| Stated task |
Find the line that contains "Isolate each ocean in the picture above.". Then set down that line and all the lines after it, to the end of the records, exactly and with nothing added.

| Rows |
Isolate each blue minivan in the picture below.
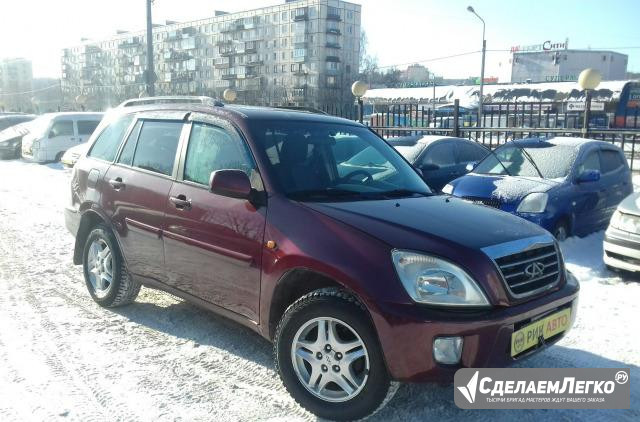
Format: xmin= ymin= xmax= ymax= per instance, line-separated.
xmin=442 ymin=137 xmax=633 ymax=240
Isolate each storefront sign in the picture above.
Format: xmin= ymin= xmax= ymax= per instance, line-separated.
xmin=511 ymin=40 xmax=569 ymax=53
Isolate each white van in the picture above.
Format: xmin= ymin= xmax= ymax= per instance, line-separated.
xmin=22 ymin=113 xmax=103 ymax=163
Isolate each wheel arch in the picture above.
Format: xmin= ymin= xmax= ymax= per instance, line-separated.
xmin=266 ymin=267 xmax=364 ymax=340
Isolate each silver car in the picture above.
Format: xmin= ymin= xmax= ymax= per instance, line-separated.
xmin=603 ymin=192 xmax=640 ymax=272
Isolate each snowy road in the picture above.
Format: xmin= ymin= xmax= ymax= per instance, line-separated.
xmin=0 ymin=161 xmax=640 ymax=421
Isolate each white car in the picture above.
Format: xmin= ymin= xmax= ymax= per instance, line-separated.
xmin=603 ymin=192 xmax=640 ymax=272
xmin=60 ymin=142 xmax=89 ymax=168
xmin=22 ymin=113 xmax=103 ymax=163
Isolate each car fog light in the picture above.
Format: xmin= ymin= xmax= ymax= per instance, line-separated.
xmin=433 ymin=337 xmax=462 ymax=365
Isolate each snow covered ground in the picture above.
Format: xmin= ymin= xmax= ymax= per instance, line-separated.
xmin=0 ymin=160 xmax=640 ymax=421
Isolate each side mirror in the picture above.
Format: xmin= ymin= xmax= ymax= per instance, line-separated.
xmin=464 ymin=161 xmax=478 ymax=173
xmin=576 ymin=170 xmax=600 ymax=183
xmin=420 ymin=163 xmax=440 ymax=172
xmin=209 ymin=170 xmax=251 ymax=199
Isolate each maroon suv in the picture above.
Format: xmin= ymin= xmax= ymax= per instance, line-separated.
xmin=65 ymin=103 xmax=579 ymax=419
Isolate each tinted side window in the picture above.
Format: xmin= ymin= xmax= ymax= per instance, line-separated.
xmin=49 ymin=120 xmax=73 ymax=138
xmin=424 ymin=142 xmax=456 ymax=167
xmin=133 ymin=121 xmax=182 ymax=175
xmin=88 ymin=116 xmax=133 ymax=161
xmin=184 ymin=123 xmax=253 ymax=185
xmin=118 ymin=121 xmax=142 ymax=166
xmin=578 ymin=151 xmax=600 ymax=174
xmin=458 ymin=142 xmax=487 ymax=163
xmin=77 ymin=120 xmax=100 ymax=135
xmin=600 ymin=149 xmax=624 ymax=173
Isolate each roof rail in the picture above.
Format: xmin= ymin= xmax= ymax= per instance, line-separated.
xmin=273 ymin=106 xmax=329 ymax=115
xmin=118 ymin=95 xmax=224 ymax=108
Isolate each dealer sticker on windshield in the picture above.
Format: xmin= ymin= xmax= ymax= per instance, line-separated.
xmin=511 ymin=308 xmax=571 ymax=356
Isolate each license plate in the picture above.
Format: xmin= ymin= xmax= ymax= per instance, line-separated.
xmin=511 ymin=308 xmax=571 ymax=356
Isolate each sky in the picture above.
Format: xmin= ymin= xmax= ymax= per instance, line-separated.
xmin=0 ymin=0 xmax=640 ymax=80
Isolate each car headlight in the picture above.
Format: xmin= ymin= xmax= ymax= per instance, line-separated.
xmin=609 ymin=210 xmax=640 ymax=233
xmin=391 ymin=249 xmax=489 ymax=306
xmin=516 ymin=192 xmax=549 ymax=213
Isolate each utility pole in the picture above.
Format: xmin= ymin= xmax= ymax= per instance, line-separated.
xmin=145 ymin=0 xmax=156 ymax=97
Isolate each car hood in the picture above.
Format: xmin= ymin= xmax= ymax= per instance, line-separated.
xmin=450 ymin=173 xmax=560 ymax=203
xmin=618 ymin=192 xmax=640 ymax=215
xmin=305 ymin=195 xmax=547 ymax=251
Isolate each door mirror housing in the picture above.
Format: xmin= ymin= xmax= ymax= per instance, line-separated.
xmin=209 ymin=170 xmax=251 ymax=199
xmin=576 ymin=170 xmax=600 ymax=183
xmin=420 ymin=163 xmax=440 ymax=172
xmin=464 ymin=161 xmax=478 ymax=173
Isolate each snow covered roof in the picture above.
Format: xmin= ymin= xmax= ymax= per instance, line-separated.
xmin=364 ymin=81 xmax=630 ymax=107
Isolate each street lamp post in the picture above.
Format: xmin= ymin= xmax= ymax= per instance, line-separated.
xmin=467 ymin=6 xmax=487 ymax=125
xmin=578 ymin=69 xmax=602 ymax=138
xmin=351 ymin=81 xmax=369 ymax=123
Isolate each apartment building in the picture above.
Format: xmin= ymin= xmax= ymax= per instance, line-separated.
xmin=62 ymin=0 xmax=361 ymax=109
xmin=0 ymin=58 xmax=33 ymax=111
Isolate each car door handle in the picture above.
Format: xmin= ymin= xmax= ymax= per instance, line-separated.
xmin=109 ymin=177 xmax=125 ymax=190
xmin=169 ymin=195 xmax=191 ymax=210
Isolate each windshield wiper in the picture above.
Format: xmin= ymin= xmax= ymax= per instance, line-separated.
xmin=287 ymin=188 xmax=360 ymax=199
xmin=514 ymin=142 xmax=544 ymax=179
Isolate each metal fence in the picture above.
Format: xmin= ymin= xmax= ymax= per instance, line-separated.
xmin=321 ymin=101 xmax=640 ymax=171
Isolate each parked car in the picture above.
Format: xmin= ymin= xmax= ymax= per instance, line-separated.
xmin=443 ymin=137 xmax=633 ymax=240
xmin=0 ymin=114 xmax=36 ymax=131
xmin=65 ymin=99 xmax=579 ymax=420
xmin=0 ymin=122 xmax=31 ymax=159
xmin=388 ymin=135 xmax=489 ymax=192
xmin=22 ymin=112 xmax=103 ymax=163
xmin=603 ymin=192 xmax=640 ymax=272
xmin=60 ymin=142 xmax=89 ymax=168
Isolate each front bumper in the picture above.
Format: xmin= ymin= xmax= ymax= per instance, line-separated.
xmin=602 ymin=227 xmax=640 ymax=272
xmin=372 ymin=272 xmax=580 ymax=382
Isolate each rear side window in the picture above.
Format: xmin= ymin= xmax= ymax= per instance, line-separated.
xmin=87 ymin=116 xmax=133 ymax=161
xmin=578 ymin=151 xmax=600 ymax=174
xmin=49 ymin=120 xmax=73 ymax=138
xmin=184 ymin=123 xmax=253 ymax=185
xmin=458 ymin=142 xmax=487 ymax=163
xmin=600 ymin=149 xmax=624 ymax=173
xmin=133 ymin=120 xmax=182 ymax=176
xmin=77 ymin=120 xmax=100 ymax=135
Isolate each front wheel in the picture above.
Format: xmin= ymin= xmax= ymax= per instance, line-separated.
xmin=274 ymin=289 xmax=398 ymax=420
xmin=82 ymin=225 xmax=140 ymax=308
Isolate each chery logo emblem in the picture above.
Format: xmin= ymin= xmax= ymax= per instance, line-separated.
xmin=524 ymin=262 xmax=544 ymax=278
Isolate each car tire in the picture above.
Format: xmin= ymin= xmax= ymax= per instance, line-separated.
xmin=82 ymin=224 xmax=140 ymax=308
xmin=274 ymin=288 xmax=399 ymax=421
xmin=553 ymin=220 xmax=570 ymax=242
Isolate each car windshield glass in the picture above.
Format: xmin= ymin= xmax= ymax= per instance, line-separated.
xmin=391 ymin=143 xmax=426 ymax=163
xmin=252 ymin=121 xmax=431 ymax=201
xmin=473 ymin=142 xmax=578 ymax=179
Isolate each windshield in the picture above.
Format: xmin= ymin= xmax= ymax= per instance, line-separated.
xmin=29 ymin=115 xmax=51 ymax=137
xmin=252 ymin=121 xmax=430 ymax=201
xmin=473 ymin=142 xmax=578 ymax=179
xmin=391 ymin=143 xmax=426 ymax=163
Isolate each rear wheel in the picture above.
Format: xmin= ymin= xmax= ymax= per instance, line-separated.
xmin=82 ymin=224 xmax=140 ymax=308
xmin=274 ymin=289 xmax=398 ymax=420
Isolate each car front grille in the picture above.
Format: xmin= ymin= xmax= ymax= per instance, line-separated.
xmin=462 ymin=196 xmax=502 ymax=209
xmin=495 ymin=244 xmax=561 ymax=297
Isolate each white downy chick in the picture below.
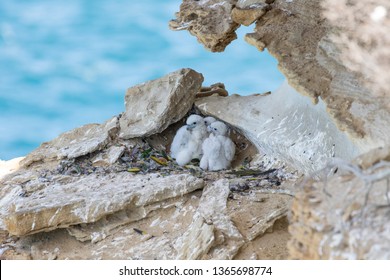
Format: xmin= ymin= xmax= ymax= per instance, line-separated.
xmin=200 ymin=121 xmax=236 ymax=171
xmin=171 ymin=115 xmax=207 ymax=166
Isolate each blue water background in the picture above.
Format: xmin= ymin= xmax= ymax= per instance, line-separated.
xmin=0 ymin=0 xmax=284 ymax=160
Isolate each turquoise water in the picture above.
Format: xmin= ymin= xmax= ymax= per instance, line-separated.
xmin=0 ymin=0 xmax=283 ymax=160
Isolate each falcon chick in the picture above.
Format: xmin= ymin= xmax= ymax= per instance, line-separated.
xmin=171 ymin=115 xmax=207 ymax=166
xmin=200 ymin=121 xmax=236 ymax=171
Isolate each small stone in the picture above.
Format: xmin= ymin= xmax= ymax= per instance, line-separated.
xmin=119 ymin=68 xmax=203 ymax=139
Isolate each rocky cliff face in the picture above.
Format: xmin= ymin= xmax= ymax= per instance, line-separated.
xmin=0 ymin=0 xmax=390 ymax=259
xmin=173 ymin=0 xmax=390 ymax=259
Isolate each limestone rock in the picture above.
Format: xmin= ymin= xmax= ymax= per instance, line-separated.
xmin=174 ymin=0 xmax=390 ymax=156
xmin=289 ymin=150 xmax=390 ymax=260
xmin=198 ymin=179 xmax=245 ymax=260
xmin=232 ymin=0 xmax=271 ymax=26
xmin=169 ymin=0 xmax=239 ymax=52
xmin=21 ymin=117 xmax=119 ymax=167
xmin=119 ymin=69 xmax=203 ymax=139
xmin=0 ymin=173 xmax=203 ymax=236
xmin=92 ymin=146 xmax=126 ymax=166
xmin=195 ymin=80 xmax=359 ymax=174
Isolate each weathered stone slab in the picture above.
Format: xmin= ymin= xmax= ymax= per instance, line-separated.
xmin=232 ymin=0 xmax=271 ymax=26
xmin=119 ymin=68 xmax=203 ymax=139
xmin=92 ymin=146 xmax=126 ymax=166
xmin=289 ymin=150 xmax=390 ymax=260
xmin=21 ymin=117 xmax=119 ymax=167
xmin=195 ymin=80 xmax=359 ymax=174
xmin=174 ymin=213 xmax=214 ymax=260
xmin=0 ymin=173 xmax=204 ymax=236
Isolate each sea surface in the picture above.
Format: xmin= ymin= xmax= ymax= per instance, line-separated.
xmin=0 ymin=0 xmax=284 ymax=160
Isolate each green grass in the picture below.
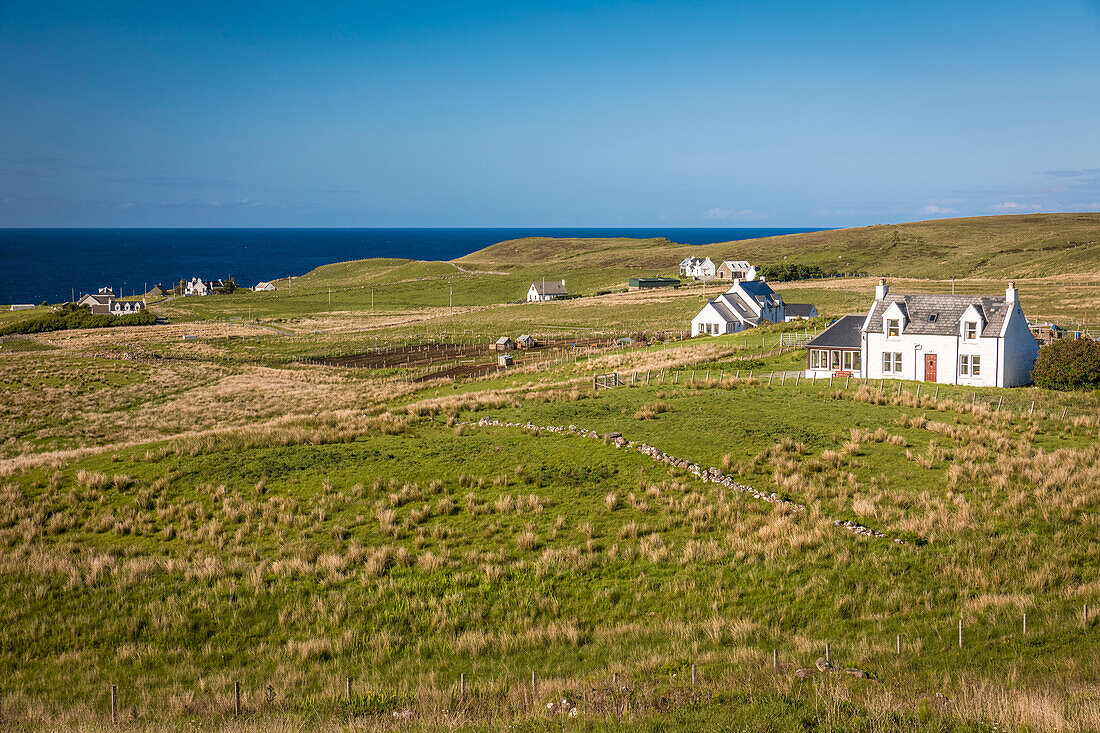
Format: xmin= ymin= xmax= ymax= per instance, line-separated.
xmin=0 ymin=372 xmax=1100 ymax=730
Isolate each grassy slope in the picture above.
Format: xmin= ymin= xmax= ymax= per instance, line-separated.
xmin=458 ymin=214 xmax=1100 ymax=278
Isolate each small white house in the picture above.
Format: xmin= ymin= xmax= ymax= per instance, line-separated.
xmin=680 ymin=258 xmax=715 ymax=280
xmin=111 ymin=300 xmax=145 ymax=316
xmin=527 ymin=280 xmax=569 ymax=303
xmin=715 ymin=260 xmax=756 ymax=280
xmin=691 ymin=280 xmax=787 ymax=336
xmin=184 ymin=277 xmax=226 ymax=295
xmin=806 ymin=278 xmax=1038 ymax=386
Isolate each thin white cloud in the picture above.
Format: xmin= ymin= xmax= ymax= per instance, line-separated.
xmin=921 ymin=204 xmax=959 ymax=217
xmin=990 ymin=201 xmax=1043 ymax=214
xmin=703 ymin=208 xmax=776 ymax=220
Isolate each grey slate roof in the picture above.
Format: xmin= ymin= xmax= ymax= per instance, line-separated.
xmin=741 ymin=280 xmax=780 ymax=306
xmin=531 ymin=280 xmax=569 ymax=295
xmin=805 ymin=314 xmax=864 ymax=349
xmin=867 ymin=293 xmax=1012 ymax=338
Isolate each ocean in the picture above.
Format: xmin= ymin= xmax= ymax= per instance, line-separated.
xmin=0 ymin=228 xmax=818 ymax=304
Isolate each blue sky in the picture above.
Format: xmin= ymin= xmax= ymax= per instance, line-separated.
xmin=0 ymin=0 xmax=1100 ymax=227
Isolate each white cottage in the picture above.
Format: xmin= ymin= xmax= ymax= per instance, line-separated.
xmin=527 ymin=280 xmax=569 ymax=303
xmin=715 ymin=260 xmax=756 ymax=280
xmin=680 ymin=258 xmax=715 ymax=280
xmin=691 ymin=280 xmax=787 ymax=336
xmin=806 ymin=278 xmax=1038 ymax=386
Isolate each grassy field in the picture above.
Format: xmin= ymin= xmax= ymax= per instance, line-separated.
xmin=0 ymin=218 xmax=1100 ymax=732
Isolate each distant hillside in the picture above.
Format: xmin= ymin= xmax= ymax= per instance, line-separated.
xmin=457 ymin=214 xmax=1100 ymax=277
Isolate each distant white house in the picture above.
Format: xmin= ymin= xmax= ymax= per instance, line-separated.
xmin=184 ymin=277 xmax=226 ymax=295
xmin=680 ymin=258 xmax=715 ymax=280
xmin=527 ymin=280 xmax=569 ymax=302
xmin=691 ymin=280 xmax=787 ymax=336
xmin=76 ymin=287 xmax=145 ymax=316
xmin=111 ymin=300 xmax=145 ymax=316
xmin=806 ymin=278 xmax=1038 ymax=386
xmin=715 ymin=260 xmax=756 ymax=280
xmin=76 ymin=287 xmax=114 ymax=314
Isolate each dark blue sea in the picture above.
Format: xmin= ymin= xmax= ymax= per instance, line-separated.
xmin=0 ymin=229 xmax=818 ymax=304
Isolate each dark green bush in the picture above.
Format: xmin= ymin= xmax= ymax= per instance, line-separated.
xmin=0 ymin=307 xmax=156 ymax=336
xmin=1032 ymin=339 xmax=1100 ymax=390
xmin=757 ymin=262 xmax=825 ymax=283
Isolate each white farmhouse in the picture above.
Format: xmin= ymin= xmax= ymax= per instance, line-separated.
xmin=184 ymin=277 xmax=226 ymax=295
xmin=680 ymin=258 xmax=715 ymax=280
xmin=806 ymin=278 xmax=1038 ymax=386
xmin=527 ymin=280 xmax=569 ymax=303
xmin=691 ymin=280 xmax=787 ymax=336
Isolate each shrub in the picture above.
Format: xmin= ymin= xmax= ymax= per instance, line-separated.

| Complete output |
Isolate each ocean in the picture above.
Format: xmin= ymin= xmax= ymax= per instance, line-separated.
xmin=0 ymin=228 xmax=818 ymax=304
Isolate each blue sky in the picture above.
Format: xmin= ymin= xmax= ymax= per instance, line-separated.
xmin=0 ymin=0 xmax=1100 ymax=227
Isolate each white cottage in the picture above.
Format: xmin= ymin= xmax= ymax= per instance, line-separated.
xmin=527 ymin=280 xmax=569 ymax=303
xmin=715 ymin=260 xmax=756 ymax=280
xmin=680 ymin=258 xmax=715 ymax=280
xmin=691 ymin=280 xmax=787 ymax=336
xmin=806 ymin=278 xmax=1038 ymax=386
Isolate each grassy field in the picture above.
Format: xmin= ymin= xmax= ymax= per instance, line-separated.
xmin=0 ymin=218 xmax=1100 ymax=732
Isolate each distant hillside in the picture above.
Format: xmin= ymin= xmax= ymax= per instance, line-separated.
xmin=457 ymin=214 xmax=1100 ymax=277
Isolate each distant white house in the picture above.
Format: xmin= ymin= xmax= ymax= per instance, line-separated.
xmin=184 ymin=277 xmax=226 ymax=295
xmin=680 ymin=258 xmax=715 ymax=280
xmin=527 ymin=280 xmax=569 ymax=302
xmin=691 ymin=280 xmax=787 ymax=336
xmin=76 ymin=287 xmax=145 ymax=316
xmin=111 ymin=300 xmax=145 ymax=316
xmin=806 ymin=278 xmax=1038 ymax=386
xmin=715 ymin=260 xmax=756 ymax=280
xmin=76 ymin=287 xmax=114 ymax=314
Isolate each dark blue sea in the picture above.
Format: xmin= ymin= xmax= ymax= per instance, line-separated.
xmin=0 ymin=229 xmax=818 ymax=304
Isolate each dark green bush in the picture above.
Format: xmin= ymin= xmax= ymax= per instance, line-separated.
xmin=0 ymin=307 xmax=156 ymax=336
xmin=1032 ymin=339 xmax=1100 ymax=390
xmin=757 ymin=262 xmax=825 ymax=283
Isolate each white farmhouse in the picture above.
Format: xmin= ymin= xmax= ymax= per instance, line-separated.
xmin=184 ymin=277 xmax=226 ymax=295
xmin=680 ymin=258 xmax=715 ymax=280
xmin=806 ymin=278 xmax=1038 ymax=386
xmin=527 ymin=280 xmax=569 ymax=303
xmin=691 ymin=280 xmax=787 ymax=336
Isolate each shrub in the picture above.
Format: xmin= ymin= xmax= ymax= per instance, line-separated.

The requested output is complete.